## To be done
1) From the article on economic moats, list the durable competitive advantages it gives as examples.
2) Locate every line in the listing below that contains the string "bird", and reproduce each of those lines in full.

## Article
※

Their no-moat peers outperformed the market only three times out of 10, and to a much smaller extent. Their less frequent outperformance was found in the year 2012, 2019, and 2021, on a scale ranging between 0.4% and 5.5%.

Exhibit 2

Another observation coming from the same chart is that, unlike no-moat names, moat-y companies have experienced corrections after a strong year of market returns. This finding leads us to look at a rolling window of different durations. Do outperformances in some years smoothen the bad years?

Exhibit 3

Over longer periods, wide-moat stocks have tended to be the best performers in the market, outpacing the broad market, narrow- and no-moat names by a large margin. The outperformance was even more visible in a five-year window. This has also reflected the resiliency and longevity of companies with better Morningstar moat ratings.

Wide-moat stocks are also “quality” stocks. Morningstar equity analysts make use of the moat rating to highlight companies with durable competitive advantages: things like brand loyalty, the network effect, cost advantages, and economies of scale. For the longevity part, our analysts believe that a company with a wide economic moat is positioned to fend off competitors for more than 20 years, while a company with a narrow moat rating holds advantages expected to support the company’s strong fundamentals over the next 10-20 years.

※

## Dataset records
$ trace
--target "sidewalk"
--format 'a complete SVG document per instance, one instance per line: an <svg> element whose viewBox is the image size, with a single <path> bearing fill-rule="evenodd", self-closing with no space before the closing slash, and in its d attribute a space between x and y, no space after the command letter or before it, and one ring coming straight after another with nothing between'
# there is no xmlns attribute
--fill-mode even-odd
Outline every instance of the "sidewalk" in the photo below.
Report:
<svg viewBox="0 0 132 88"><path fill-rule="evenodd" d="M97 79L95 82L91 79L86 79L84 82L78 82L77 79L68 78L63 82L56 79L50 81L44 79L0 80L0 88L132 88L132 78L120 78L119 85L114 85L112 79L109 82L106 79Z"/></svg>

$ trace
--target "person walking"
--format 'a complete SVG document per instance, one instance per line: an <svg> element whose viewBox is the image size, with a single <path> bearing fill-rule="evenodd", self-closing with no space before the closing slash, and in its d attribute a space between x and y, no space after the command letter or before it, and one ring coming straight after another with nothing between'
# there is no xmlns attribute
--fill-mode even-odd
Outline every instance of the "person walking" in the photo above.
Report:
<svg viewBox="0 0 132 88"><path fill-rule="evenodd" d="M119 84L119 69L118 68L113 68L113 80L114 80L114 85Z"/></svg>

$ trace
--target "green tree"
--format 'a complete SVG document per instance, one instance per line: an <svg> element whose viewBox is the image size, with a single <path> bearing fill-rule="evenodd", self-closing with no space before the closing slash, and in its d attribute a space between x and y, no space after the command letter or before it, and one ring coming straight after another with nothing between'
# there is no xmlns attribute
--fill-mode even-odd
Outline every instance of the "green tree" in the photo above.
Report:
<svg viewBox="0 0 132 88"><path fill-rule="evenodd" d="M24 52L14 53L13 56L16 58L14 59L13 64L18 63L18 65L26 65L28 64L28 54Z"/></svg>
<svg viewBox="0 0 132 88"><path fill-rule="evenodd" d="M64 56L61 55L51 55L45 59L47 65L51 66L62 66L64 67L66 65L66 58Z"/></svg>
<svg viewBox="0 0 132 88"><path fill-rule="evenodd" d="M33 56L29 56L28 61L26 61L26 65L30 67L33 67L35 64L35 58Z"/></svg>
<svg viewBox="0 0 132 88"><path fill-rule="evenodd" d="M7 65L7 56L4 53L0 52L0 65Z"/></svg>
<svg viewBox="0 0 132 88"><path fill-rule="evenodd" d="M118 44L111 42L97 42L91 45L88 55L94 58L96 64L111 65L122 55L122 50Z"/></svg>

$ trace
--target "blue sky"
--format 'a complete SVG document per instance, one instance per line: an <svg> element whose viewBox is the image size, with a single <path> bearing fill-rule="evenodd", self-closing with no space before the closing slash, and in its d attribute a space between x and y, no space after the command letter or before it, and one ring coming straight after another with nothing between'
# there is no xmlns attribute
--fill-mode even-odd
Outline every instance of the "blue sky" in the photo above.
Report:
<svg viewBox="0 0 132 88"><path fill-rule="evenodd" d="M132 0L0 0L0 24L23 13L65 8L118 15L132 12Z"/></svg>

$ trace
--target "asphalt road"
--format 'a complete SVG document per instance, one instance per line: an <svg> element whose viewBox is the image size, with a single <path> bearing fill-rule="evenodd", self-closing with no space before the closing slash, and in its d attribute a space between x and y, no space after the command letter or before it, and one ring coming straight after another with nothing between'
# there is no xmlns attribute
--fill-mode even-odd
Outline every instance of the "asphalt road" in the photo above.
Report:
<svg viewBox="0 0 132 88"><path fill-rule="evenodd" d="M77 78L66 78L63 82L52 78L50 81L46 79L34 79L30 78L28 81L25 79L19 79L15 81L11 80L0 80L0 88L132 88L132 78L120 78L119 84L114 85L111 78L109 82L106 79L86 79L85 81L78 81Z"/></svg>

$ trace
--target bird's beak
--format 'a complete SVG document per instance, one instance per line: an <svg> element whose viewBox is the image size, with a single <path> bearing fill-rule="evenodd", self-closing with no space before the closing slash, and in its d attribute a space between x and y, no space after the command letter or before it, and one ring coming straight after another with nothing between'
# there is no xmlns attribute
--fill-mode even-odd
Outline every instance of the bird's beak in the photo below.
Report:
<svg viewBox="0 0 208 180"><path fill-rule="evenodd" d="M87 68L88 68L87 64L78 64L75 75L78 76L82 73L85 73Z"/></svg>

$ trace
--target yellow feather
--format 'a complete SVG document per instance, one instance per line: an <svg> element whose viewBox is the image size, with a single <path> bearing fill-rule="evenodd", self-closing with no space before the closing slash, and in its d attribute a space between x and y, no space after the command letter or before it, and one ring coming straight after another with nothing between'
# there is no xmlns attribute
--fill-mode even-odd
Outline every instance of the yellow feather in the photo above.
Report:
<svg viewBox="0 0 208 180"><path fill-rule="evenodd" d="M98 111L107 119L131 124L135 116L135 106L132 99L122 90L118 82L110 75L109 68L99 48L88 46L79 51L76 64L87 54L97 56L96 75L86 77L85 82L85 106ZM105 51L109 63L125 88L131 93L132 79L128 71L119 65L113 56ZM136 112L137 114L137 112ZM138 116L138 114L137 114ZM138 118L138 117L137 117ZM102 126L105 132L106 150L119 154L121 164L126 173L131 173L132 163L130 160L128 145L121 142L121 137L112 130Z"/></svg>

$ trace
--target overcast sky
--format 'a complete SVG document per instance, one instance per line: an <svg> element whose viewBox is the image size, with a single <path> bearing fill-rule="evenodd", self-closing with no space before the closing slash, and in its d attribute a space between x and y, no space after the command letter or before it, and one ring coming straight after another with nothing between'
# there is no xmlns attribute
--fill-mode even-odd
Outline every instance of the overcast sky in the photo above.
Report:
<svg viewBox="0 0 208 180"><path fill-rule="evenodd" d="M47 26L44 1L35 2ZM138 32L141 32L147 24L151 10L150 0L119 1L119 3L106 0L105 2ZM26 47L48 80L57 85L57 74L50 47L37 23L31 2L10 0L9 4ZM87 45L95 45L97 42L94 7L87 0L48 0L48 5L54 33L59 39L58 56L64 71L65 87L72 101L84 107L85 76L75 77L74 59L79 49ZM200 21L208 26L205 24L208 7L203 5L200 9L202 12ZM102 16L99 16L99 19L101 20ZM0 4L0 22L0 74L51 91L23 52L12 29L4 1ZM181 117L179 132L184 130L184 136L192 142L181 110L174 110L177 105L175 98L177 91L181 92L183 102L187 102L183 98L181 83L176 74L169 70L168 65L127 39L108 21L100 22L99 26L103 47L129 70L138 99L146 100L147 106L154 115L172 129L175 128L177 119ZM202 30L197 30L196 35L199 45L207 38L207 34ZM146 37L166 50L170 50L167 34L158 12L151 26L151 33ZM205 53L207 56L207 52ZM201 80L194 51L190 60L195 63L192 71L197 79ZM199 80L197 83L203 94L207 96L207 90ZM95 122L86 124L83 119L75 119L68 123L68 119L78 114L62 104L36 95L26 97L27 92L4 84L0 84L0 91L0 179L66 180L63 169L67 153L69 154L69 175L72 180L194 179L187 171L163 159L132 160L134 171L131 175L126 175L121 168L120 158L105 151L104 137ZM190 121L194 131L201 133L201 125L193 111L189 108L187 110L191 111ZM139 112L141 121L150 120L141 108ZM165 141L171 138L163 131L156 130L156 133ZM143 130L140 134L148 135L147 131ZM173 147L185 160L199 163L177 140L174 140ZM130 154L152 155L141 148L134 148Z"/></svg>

※

## Outputs by task
1)
- brand loyalty
- the network effect
- cost advantages
- economies of scale

2)
--target bird's beak
Outline every instance of the bird's beak in the photo below.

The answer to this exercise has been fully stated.